— SET PROBLEM —
Reformat the entries below as a numbered list, one line per item, and omit any blank lines.

--- begin ---

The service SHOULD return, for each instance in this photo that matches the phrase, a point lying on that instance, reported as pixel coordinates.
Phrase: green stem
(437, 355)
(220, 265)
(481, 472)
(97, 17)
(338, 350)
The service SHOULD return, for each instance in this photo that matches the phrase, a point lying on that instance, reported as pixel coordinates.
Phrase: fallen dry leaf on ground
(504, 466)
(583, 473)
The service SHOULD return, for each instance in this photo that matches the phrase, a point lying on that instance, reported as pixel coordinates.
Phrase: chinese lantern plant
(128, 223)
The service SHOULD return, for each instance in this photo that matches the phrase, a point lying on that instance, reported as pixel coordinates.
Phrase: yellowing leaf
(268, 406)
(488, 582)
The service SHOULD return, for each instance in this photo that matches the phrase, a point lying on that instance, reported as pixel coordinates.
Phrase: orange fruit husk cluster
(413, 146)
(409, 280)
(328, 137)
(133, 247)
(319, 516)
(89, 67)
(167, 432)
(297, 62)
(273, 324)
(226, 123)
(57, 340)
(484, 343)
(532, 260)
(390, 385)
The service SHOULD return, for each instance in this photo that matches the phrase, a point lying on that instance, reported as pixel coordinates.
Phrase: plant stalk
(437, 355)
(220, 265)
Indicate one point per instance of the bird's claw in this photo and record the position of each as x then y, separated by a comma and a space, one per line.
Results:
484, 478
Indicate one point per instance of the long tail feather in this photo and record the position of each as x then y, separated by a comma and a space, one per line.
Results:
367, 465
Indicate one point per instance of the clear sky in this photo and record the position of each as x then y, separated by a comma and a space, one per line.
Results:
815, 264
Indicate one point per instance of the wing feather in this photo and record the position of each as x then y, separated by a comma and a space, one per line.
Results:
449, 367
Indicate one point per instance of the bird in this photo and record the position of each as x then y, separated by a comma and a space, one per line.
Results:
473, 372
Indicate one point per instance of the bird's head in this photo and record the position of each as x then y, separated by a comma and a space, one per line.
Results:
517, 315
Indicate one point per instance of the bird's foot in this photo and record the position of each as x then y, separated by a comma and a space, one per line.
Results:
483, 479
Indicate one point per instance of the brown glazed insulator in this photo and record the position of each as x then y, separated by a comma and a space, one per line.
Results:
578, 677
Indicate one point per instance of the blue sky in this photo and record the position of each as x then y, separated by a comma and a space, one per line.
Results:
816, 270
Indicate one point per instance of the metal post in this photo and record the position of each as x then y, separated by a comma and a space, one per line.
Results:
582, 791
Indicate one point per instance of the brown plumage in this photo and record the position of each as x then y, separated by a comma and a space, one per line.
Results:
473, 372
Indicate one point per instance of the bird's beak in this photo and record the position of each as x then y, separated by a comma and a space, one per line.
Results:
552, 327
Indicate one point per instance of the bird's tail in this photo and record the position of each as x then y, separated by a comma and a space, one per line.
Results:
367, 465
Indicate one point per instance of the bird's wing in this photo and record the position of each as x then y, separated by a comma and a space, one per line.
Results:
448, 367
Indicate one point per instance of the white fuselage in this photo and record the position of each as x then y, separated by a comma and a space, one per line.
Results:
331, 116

--- end ---

— THE RESPONSE —
1. The service SHOULD return, for each instance in this photo that matches the phrase, a point lying on that instance, reported as pixel coordinates.
2. Phrase: green stem
3. (437, 355)
4. (220, 265)
5. (481, 472)
6. (97, 17)
7. (338, 350)
8. The service SHOULD return, for each instance in this photo that matches the phrase, a point lying on that instance, reported as pixel coordinates.
9. Phrase: fallen dry leaf on ground
10. (504, 466)
11. (583, 473)
12. The service SHOULD return, for each instance in this photo that matches the phrase, a point lying on that instance, reported as pixel coordinates.
13. Phrase: chinese lantern plant
14. (128, 223)
15. The service SHOULD return, for each instance in this photo that matches the phrase, a point lying on that instance, reported as pixel coordinates.
16. Phrase: yellowing leaf
17. (268, 406)
18. (488, 582)
19. The service SHOULD return, for each instance in this photo that matches the phrase, a point lying on that instance, reported as pixel coordinates.
20. Phrase: orange fruit husk cluster
21. (413, 146)
22. (409, 280)
23. (328, 137)
24. (133, 247)
25. (319, 516)
26. (89, 67)
27. (167, 432)
28. (297, 62)
29. (273, 324)
30. (226, 123)
31. (57, 340)
32. (484, 343)
33. (532, 260)
34. (390, 385)
35. The service SHOULD return, for each instance in this photo that matches the phrase, a point lying on that instance, reported as pixel coordinates.
36. Phrase: plant stalk
37. (437, 355)
38. (220, 265)
39. Indicate one point per instance of the bird's claw in this photo and record the position of each as x then y, separated by a comma and a space, one per line.
40. Results:
41. 484, 478
42. Indicate one point per instance of the long tail feather in this photo and record the position of each as x then y, separated by a comma and a space, one per line.
43. Results:
44. 367, 465
45. Indicate one point per instance of the clear sky in this photo and record the position of each as x then y, separated by a comma and a space, one per line.
46. Results:
47. 815, 264
48. Indicate one point per instance of the wing feather in this photo and record the position of each as x then y, separated by a comma and a space, one per line.
49. Results:
50. 449, 367
51. Indicate one point per instance of the bird in this photo and record the position of each as x then y, separated by a comma and a space, one per line.
52. Results:
53. 473, 372
54. Indicate one point per instance of the bird's head in this photo and record the position of each as x then y, separated by a comma and a space, one per line.
55. Results:
56. 517, 315
57. Indicate one point per instance of the bird's foot in this photo and record the position of each as x then y, separated by a comma and a space, one per line.
58. Results:
59. 483, 479
60. Indicate one point per instance of the brown glazed insulator in this photo and record the position of each as x then y, separated by a comma and a space, one per line.
61. Results:
62. 578, 677
63. Indicate one point per instance of the blue sky in this photo and record the position of each as x then y, separated by a comma and a space, one per line.
64. Results:
65. 816, 270
66. Indicate one point per instance of the metal post in this photo and record the position of each as x then y, separated by a comma and a space, one per line.
67. Results:
68. 582, 791
69. Indicate one point per instance of the brown plumage in this photo and record the position of each as x then y, separated by a comma and a space, one per line.
70. Results:
71. 473, 372
72. Indicate one point per instance of the bird's beak in this photo and record the position of each as x then y, separated by a comma and a space, one per line.
73. Results:
74. 552, 327
75. Indicate one point per instance of the bird's tail in this photo and record the position of each as x then y, separated by a comma and a space, one per line.
76. Results:
77. 367, 465
78. Indicate one point per instance of the bird's wing in this photo and record the position of each as x then y, separated by a comma and a space, one per line.
79. Results:
80. 448, 367
81. Indicate one point per instance of the white fuselage in this photo and record the position of each as x then y, separated by a comma and a space, one per line.
82. Results:
83. 331, 116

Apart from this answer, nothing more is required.